*Passage shown*
■ ■ ■ ■ ■ ■ ■

AT&T Inc. (NYSE:T) posted its latest quarterly earnings results after hours Wednesday, which missed analysts’ expectations.
The U.S. carrier announced first-quarter earnings of 85 cents per share, which came in below the 87 cents per share that Wall Street was calling for. Its revenue tallied up to $38.04 billion, below the $39.31 billion that analysts were projecting in their consensus estimate.
AT&T added 187,000 linear video subscribers during the period, while AT&T added 312,000 subscribers to its streaming service DirecTV Now. The company’s postpaid wireless additions for the period were 49,000 in the U.S.
The company, which owns the satellite provider DirecTV, has been losing a slew of subscribers to its traditional television packages as more consumers are eliminating cable plans and opting for cheaper streaming services. AT&T is currently in the middle of a trial regarding the company’s $85 billion bid to merge with Time Warner Inc (NYSE:TWX).

■ ■ ■ ■ ■ ■ ■

(Point labeling samples)
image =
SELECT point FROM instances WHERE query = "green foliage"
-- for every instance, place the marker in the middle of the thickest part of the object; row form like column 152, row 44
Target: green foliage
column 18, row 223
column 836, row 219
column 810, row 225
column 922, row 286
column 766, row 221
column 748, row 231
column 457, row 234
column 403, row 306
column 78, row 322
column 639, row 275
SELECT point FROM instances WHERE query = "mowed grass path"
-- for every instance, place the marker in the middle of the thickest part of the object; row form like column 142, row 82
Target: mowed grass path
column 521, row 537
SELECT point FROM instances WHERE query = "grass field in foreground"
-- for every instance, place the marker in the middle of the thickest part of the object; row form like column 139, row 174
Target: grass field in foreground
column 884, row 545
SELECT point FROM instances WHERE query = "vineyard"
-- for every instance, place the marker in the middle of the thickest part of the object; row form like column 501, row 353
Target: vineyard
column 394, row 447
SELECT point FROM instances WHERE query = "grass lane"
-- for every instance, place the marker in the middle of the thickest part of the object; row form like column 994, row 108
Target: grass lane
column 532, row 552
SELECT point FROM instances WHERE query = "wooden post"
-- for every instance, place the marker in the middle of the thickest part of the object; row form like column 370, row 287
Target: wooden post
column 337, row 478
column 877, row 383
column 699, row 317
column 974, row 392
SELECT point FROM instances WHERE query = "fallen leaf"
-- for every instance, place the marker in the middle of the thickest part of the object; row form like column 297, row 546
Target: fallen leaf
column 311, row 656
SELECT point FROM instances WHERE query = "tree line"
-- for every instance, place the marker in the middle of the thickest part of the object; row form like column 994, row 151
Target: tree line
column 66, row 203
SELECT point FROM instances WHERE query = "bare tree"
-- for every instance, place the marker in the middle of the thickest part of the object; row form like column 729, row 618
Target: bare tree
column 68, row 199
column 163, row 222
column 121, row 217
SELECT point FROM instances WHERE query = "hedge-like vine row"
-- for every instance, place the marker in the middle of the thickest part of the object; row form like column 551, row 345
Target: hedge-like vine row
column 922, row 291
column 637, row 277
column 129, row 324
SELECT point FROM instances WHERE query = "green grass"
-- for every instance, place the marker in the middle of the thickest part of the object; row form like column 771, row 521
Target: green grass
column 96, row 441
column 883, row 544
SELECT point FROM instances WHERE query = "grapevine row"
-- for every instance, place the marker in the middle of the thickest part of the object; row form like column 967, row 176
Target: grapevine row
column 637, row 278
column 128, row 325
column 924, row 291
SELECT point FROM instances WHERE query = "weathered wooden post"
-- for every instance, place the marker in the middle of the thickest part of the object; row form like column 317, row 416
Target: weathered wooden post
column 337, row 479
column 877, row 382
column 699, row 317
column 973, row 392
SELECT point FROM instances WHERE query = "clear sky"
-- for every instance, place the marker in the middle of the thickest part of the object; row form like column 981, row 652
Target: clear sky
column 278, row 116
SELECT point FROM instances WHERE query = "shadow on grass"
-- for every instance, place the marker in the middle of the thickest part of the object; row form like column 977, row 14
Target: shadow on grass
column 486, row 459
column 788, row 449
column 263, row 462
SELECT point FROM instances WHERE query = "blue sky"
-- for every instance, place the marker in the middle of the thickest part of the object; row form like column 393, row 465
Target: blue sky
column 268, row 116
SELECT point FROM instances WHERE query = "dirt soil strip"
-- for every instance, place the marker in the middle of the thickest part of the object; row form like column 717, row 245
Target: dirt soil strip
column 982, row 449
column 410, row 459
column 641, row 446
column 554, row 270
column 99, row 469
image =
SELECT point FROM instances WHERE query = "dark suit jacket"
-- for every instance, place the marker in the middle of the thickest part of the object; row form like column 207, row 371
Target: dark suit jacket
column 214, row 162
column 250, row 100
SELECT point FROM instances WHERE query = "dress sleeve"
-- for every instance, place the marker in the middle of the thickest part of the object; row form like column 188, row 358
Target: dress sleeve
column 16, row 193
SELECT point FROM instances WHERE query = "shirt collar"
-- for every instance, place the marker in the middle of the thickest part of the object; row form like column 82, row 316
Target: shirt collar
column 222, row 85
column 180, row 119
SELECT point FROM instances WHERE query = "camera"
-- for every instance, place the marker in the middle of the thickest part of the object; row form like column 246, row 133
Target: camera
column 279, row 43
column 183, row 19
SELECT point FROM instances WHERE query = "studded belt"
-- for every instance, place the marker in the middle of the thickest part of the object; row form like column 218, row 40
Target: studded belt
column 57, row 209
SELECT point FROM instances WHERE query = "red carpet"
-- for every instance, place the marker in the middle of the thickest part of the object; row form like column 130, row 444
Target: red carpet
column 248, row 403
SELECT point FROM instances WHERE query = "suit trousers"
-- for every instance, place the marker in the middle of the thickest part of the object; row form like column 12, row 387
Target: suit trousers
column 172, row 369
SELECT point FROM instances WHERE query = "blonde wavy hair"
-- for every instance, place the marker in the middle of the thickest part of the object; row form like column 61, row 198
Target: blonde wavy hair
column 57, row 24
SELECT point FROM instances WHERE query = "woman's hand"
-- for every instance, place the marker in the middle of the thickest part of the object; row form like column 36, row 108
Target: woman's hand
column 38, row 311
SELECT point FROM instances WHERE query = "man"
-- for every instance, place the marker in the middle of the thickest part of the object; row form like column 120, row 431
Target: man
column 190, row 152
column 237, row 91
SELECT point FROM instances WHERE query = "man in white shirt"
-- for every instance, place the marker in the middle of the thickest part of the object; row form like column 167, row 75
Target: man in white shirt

■ ■ ■ ■ ■ ■ ■

Can you rewrite the AT&T earnings report from "The U.S. carrier" up to and including "in the U.S.", substituting "customers" for "subscribers"? This listing was drawn from a different source than the AT&T earnings report.

*Final result*
The U.S. carrier announced first-quarter earnings of 85 cents per share, which came in below the 87 cents per share that Wall Street was calling for. Its revenue tallied up to $38.04 billion, below the $39.31 billion that analysts were projecting in their consensus estimate.
AT&T added 187,000 linear video customers during the period, while AT&T added 312,000 customers to its streaming service DirecTV Now. The company’s postpaid wireless additions for the period were 49,000 in the U.S.